### GOAL 1
Answer these questions using the reflection on tragedy below.
(a) Besides "something very bad," what does the text say "tragedy" means?
(b) What two things does the text say evil likes?
(c) What two effects does fear have on frightened people before the final catastrophe?
### GOAL 2
Continue the reflection on tragedy below, starting right after its final sentence.

### TEXT PROVIDED
•••

After writing yesterday’s DM, a question arose in me: Awareness of what? Awareness of the tragedy that is playing out under our eyes? How is that going to help?

Having meditated upon this question, I can now say that the awareness of tragedy is indeed an important part of the answer that the world needs.
“Tragedy” does not simply mean “something very bad” but a situation that feels doomed when lived from the inside. Whatever route is attempted or imagined, the characters of a tragedy feel forced to go back to the same knot that will be unraveled eventually only by someone’s demise.
An important element of tragedy is that each of the characters involved have good reasons to hold the position they do, from which they cannot even imagine moving. It is part and parcel of their identity to be in that position.
Seen from the outside, the situation may look serious, but not desperate. If only this character could make such and such concession, and the other characters could allow for this and that to happen… But tragedy is a strong collective archetype that — when it takes hold of a group of people — it’s very hard to budge.
Surely, there is also evil involved. Evil likes tragic situations and taking advantage of them. Evil people who are keen on taking advantage of others will exploit any weakness and lead their group toward destruction. But that is only the last act.
In a tragedy, before the final catastrophe, there are mostly frightened people who try to think really hard about how to get out of the trap, while fear blocks their thinking and makes them blind to reality and to possibility. That’s why the help from compassionate people who are outsiders can be very valuable.

•••

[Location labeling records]
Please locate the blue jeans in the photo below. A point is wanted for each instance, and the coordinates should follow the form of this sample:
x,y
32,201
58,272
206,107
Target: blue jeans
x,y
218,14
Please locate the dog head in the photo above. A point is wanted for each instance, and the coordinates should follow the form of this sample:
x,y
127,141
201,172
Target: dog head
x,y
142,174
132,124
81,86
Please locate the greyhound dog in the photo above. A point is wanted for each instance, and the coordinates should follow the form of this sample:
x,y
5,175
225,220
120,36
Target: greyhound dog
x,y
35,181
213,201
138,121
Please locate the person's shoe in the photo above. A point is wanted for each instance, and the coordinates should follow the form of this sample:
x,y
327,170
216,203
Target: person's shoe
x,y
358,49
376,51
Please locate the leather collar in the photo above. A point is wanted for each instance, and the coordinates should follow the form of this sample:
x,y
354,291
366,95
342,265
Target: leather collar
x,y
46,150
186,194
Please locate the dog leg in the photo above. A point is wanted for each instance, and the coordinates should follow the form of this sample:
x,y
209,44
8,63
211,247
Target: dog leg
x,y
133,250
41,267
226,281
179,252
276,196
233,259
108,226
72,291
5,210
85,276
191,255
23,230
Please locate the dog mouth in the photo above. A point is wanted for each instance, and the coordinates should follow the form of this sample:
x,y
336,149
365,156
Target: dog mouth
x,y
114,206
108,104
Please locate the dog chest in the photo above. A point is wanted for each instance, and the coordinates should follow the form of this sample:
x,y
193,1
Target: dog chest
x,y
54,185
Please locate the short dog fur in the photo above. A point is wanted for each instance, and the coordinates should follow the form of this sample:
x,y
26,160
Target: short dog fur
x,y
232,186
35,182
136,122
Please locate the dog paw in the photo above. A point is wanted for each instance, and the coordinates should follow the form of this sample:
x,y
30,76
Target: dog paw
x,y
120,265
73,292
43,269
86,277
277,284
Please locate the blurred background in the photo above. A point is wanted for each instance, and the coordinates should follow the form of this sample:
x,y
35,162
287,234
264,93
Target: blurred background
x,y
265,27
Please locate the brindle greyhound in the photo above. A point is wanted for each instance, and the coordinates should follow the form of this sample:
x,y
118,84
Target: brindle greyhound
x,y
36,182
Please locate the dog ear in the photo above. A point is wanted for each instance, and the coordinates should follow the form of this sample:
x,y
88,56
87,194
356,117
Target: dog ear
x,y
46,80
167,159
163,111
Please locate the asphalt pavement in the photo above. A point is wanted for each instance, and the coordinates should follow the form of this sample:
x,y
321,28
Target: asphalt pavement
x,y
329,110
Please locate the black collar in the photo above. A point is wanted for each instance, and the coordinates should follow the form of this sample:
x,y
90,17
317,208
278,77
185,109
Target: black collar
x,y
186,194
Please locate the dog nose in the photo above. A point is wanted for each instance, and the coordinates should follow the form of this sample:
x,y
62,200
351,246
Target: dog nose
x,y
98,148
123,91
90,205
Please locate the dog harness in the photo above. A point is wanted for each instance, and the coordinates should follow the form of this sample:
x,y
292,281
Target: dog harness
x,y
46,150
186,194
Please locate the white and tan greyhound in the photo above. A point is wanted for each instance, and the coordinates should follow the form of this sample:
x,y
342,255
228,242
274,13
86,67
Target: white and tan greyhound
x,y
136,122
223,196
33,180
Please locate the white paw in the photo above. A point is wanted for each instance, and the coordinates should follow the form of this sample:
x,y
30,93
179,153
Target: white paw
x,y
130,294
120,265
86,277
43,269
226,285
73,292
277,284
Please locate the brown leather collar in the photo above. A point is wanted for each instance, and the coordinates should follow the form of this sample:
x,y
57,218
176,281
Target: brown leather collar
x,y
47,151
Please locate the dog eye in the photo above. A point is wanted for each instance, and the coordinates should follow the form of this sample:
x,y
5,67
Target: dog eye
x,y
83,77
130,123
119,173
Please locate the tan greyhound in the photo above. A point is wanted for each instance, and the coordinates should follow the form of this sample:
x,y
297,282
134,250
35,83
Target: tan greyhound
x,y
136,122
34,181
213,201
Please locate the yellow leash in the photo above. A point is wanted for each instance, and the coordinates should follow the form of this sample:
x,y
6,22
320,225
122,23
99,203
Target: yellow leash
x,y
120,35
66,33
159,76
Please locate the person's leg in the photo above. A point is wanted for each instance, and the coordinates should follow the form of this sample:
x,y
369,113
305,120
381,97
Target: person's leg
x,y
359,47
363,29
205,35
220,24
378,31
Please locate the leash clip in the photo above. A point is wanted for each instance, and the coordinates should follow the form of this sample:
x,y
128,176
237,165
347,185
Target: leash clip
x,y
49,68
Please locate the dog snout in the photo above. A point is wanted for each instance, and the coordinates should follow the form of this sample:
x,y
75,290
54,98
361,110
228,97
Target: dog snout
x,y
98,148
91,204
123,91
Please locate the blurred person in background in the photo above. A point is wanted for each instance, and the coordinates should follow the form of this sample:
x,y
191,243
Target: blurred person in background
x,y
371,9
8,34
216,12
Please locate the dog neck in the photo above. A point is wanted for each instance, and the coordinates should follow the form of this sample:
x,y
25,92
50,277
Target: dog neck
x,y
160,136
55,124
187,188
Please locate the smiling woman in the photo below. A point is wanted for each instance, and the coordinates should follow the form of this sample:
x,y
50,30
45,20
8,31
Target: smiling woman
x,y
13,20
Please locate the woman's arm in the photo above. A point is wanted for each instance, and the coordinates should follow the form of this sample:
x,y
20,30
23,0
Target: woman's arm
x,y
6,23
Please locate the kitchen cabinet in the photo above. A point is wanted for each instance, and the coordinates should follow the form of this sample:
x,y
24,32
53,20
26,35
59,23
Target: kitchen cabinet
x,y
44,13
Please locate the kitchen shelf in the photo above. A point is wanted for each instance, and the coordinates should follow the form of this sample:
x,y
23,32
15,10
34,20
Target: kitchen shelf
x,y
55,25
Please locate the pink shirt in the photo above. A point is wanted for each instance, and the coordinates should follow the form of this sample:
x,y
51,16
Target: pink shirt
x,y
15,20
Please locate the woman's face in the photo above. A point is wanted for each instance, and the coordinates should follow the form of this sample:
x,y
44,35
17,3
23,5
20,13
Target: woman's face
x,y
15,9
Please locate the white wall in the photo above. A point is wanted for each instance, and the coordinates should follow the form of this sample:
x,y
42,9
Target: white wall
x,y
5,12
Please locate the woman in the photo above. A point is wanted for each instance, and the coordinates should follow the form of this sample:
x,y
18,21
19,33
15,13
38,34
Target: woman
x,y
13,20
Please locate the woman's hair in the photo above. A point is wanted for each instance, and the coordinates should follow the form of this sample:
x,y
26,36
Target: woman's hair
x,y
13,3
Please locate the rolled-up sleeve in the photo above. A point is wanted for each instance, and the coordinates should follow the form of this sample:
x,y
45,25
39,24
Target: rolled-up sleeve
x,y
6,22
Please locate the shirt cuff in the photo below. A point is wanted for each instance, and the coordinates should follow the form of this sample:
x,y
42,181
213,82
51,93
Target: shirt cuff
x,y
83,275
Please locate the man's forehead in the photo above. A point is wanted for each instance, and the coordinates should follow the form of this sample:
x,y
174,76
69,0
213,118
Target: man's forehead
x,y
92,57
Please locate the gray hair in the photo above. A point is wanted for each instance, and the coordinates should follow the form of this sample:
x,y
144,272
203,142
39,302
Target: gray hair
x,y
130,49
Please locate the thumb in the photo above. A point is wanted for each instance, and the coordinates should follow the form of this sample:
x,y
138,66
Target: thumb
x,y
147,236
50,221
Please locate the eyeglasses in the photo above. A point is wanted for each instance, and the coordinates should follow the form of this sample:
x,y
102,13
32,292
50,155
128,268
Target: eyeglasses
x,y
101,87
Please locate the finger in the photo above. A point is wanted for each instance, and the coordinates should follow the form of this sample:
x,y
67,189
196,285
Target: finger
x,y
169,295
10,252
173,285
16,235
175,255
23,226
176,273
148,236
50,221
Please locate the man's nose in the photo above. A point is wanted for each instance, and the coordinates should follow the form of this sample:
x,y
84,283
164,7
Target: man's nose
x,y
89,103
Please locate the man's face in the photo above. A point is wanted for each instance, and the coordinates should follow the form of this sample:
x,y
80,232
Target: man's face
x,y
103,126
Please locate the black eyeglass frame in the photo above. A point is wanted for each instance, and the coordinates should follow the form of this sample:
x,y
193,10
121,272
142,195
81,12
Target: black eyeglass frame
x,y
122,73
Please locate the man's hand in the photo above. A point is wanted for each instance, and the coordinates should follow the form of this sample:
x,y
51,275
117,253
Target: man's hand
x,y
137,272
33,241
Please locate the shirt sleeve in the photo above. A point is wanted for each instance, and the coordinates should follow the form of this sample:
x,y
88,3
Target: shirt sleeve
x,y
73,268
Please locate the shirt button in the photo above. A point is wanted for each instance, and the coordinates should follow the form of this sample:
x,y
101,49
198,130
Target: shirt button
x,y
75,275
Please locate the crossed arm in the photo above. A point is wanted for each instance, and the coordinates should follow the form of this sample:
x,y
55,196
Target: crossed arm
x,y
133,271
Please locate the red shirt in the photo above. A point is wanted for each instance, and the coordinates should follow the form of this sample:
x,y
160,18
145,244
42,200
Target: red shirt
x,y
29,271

•••

### RESPONSE 1
(a) A situation that feels doomed when lived from the inside.
(b) Tragic situations, and taking advantage of them.
(c) It blocks their thinking and makes them blind to reality and to possibility.

### RESPONSE 2
The amount of blindness that has been historically involved in the conflict between Israel and Palestine is staggering. Many Zionists earnestly believed in the early 1900s that they were going to create a new society free from persecutions and oppression and, in the process, they would also bring technological advancements to Palestine. Most of them had not a clue about the colonial and racist nature of the project. Many Palestinians in the 1930s approved the alliance between the Grand Mufti of Jerusalem and Hitler, in the stated hope to get clear of the Jewish European settlers. They did not see at all that ignoring the humanity of the Jews was a serious moral failure.
Things went on with more and more blindness, until some enlightened (not perfect) individuals became aware of the tragic nature of the situation and the possibility of escaping it. The Oslo agreements of the 1990s were not ideal, but they represented a real path forward. The forces of blindness, however, prevailed and, to this day, they keep building up the tragedy.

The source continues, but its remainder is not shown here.